### Data for the task
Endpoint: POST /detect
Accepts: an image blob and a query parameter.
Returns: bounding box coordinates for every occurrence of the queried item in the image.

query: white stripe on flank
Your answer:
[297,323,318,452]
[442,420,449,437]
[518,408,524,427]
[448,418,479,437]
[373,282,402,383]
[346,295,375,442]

### Task directions
Write out the listing's lines exactly, from its first line through the line that contains "query: white stripe on flank", and stop there.

### Result of the task
Endpoint: POST /detect
Accepts: an image blob and a query parameter.
Returns: bounding box coordinates for every occurrence of the queried item in the image.

query: white stripe on flank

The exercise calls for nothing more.